EXERCISE PROMPT
Copy the lines starting at the one that contains "of the wooden" and ending at the one that contains "[(203, 172), (151, 31)]", both included, reproducing each line exactly.

++++ RECORDS ++++

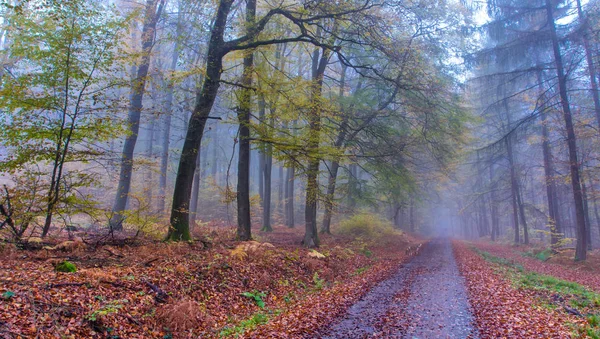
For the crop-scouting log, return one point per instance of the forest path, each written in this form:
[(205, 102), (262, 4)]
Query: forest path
[(426, 298)]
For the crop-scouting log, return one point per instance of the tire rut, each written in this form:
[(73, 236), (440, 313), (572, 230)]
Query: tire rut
[(426, 298)]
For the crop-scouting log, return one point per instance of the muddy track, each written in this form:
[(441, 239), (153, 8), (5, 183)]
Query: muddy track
[(426, 298)]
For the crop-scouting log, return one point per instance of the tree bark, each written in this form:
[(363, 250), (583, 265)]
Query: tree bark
[(311, 237), (205, 98), (289, 195), (195, 190), (153, 12), (164, 159), (267, 193), (581, 248), (244, 229), (494, 205), (590, 61)]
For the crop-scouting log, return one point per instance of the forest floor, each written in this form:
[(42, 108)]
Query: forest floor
[(399, 287), (426, 298), (214, 288)]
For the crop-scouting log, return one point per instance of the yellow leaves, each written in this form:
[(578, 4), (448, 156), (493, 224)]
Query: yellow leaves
[(316, 255), (239, 253)]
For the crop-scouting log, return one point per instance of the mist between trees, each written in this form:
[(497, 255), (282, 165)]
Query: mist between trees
[(156, 116)]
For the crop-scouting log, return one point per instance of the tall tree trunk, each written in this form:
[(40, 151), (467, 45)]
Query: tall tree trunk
[(514, 191), (214, 166), (290, 178), (494, 205), (149, 187), (335, 164), (153, 12), (581, 249), (333, 171), (205, 98), (586, 211), (411, 212), (522, 213), (280, 184), (195, 190), (553, 211), (594, 201), (352, 187), (590, 61), (166, 137), (267, 193), (311, 237), (244, 230)]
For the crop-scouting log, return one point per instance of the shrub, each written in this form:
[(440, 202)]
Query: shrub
[(65, 266), (367, 226)]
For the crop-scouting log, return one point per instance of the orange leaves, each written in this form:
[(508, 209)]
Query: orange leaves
[(500, 310)]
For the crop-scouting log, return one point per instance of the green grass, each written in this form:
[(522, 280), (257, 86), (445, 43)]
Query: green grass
[(245, 325), (576, 295), (539, 255), (497, 260)]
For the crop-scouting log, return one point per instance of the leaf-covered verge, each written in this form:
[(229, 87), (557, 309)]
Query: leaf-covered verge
[(560, 265), (505, 310), (209, 289)]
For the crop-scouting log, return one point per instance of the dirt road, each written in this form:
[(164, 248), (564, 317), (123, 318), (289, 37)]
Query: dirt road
[(426, 298)]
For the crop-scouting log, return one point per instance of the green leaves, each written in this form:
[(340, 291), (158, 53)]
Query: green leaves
[(257, 296)]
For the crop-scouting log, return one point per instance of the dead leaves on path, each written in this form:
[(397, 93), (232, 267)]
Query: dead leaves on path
[(573, 272), (502, 311)]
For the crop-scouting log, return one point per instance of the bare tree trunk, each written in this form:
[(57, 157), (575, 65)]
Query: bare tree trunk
[(290, 178), (153, 12), (214, 168), (594, 201), (553, 211), (195, 191), (164, 159), (494, 205), (267, 193), (205, 98), (586, 210), (280, 184), (352, 187), (411, 212), (311, 237), (581, 249), (590, 61), (333, 171), (244, 230)]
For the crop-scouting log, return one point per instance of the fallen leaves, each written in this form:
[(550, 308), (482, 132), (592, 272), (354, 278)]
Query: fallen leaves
[(157, 290), (502, 311)]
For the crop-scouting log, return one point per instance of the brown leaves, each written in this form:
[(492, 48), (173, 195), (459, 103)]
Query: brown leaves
[(500, 310), (203, 287)]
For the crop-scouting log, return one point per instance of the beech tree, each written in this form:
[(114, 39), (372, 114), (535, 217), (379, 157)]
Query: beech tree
[(58, 97)]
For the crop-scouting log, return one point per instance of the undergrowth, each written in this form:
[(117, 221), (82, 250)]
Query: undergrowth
[(367, 226), (542, 255), (554, 292)]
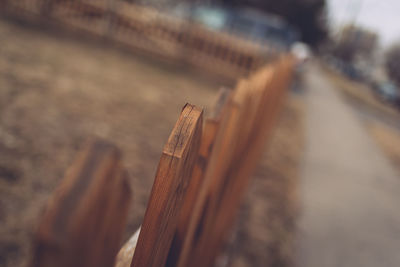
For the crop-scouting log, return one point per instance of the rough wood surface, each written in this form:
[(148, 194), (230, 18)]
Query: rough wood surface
[(210, 129), (84, 220), (239, 174), (171, 181)]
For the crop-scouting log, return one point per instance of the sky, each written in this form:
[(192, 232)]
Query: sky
[(382, 16)]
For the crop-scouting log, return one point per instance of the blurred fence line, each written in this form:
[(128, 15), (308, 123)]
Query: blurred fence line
[(150, 30), (202, 175)]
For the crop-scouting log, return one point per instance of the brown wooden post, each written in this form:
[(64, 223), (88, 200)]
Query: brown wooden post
[(171, 181), (210, 129), (84, 220)]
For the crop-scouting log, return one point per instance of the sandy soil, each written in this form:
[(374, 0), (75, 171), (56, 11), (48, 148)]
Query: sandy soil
[(57, 91)]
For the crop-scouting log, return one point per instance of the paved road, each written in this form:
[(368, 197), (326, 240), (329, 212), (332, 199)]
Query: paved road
[(350, 193)]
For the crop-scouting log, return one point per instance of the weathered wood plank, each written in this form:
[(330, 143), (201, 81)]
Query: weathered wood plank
[(125, 254), (239, 174), (207, 141), (84, 220), (171, 181)]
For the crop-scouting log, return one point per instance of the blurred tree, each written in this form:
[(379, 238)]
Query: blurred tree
[(308, 16), (354, 43), (392, 63)]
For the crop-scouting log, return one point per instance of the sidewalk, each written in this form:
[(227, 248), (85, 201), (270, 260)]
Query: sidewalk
[(350, 194)]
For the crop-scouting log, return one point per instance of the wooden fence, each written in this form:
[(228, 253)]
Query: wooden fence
[(203, 172), (151, 31)]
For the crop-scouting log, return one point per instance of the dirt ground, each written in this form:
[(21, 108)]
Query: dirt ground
[(57, 91)]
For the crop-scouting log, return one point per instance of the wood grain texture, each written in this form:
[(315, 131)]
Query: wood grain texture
[(238, 146), (239, 174), (210, 129), (167, 195), (85, 218)]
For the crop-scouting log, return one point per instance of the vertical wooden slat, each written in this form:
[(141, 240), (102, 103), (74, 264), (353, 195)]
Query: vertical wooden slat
[(84, 220), (210, 129), (240, 172), (171, 181)]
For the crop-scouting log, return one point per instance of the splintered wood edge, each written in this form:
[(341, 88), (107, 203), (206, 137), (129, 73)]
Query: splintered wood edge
[(69, 211), (254, 150), (173, 175), (178, 142), (210, 129), (125, 254)]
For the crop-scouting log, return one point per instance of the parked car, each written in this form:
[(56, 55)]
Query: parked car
[(247, 23)]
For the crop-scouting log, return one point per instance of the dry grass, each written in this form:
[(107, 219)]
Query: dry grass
[(389, 140), (360, 94), (56, 91), (267, 221)]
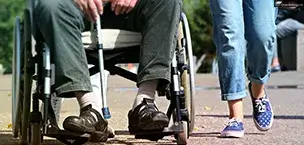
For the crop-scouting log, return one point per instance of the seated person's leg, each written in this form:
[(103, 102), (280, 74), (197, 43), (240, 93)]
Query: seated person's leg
[(61, 23), (158, 22)]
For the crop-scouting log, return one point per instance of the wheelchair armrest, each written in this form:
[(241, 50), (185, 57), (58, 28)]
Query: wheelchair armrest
[(111, 39)]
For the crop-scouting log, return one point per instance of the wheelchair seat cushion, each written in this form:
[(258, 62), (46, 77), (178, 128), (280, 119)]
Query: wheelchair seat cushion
[(111, 39)]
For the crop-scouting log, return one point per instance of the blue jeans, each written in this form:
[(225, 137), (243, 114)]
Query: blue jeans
[(243, 28)]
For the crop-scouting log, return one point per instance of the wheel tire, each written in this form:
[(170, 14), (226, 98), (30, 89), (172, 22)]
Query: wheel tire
[(187, 78)]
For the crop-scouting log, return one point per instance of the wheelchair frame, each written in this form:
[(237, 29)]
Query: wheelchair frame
[(31, 125)]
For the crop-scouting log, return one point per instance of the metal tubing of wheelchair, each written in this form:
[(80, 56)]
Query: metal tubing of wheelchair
[(28, 75), (16, 77), (105, 109), (47, 84), (190, 54), (176, 87)]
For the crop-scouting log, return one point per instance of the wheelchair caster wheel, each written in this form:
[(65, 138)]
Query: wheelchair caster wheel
[(183, 136), (36, 137)]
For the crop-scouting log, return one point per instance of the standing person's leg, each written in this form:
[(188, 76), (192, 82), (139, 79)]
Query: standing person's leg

++++

EXERCISE OUTPUT
For the crop-scouting log, return one point per instance of the wooden fence, each written in this form:
[(228, 253)]
Query: wooden fence
[(203, 172), (151, 31)]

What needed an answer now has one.